**Records to use**
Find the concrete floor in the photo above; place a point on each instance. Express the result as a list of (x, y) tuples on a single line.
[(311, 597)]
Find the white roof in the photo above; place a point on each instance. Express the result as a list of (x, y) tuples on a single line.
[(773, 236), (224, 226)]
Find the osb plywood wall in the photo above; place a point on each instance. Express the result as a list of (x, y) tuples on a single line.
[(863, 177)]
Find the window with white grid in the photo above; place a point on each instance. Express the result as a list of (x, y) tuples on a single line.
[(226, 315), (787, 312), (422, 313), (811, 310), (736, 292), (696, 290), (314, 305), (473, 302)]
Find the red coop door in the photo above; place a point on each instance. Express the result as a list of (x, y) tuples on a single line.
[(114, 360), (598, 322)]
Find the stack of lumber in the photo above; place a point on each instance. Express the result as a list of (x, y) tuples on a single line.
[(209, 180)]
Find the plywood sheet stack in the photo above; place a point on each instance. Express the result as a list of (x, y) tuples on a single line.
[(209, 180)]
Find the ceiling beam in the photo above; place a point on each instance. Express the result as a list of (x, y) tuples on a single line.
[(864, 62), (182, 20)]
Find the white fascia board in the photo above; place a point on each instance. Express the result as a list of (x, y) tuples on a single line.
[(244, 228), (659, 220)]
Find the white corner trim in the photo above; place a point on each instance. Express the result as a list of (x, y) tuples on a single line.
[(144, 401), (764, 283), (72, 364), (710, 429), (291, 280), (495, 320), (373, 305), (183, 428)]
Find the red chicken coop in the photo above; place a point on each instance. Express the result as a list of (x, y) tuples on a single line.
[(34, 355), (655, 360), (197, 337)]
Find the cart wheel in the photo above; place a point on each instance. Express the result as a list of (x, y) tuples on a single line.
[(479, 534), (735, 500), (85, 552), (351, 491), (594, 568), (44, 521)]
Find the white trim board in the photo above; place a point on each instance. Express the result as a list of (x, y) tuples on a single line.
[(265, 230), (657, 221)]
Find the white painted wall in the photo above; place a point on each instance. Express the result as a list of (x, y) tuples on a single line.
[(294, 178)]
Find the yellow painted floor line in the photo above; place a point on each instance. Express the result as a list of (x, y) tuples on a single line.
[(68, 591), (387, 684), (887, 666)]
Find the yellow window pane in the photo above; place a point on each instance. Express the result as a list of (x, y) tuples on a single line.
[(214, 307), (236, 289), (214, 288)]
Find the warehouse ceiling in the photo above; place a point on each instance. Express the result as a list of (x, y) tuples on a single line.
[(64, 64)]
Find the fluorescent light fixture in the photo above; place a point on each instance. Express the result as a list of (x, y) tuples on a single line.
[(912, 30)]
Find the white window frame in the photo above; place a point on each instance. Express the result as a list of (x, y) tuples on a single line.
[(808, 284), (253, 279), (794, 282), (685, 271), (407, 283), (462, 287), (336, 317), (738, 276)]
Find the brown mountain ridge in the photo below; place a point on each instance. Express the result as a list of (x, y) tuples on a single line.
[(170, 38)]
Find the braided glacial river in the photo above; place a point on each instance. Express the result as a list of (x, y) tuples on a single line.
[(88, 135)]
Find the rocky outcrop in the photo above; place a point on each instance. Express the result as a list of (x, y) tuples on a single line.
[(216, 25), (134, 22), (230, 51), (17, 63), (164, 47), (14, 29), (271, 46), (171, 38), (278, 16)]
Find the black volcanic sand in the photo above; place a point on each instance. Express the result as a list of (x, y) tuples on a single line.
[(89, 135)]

**Problem requirements**
Give all the records again. Match them exactly.

**Solution to the problem**
Find the concrete floor in the photo above; place a point on each instance. Express the result as a list of (x, y) tuples on a single line.
[(311, 597)]
Find the white roof in the photo above; place a point on each instance. Express the result as a list of (x, y) tuples on a single line.
[(773, 236), (224, 226)]
Find the osb plywood wall in the photo above; place a point on each instance. Express the result as a list of (x, y) tuples on a single line.
[(863, 177)]
Find the window with white grid in the photo above; place a point on each instance. Express the result as a list of (x, y) tuples on a single line.
[(226, 315), (787, 312), (422, 313), (811, 310), (736, 292), (696, 290), (314, 305), (473, 302)]
Find the red coop door in the photo above; place a point on each instance. Express the result as a list of (x, y) tuples on a single line.
[(114, 360), (598, 322)]
Find the stack of lumber in the photo above; place a point on each instance. Express the result as a list of (x, y) tuples on a single line.
[(209, 180)]
Find the plywood sheet stack in the photo above; place a point on each instance. Express the result as a list of (x, y) tuples on a single line.
[(209, 180)]
Find the ceiling beam in the photo above; place a point on each instance. Express the result as a list of (x, y) tuples on a single line.
[(864, 62), (182, 20)]
Find the white fascia board in the photo above; place a point on each instance. Express the result as a list of (x, y) tuples on a single line.
[(244, 228), (659, 220)]
Find the white corner trim in the photo above; place a point on each instance. Express the result as a list of (x, y) tuples on a single line.
[(144, 401), (764, 283), (72, 364), (710, 429), (291, 280), (495, 320), (373, 305), (183, 428)]
Find the red chicken coop in the photo above; place a point on each instance. Express the result as a list of (x, y) tuples on a single line.
[(34, 355), (655, 360), (197, 337)]
Find the cart wheel in the photo above; place a point on each instance. Express the result as a list of (x, y) tuples on a single line.
[(479, 534), (735, 500), (85, 552), (351, 491), (594, 568), (44, 521)]
Find the white trim board in the photo above; place a point on each instance. Express the result as a list of (x, y) tuples on a single line.
[(265, 230), (657, 221)]
Find the white painted wall in the photo above; place a point on each instance. Express the result as a list of (x, y) tuples on a single line.
[(294, 178)]
Find the yellow painted floor line in the photo above; place a point on each instance. Express the result as a list of (x, y) tuples on a single line.
[(68, 591), (387, 684), (887, 666)]
Find the yellow window pane in the photo above; place a point on each instance. Express the result as a list of (x, y) tuples on a single line.
[(214, 307), (236, 289), (214, 288)]
Find the warehouse ceiling in the photo above; place a point on each instance. Express the result as a list of (x, y) tuples on a single line.
[(64, 64)]
Find the fluorescent light fixture in the photo above; place a point on each instance. Express the result as a list of (x, y) tuples on a single line.
[(912, 30)]
Find the white window frame in the photo above; place a point on each instance. Express the result as a list of (x, y) tuples on a single line.
[(808, 284), (253, 279), (794, 282), (685, 271), (407, 283), (462, 287), (336, 317), (738, 276)]
Find the brown mountain ridge in the photo below; place a point on each instance. Express the result as a list of (x, y) tuples on a single line.
[(170, 38)]
Find the braided glacial river in the photo above; place a point on each instance. Express the result as a list of (x, y) tuples on a single line.
[(88, 135)]
Find the rocky outcrop in the photo above; place a point on each instance. Express the result as a list of (x, y) tuples on a single line.
[(216, 25), (134, 22), (230, 51), (17, 63), (164, 47), (14, 29), (271, 46), (171, 38), (278, 16)]
Find the black volcanic sand in the photo above; place a point on each instance. Express the result as a list of (x, y) tuples on a single line.
[(89, 135)]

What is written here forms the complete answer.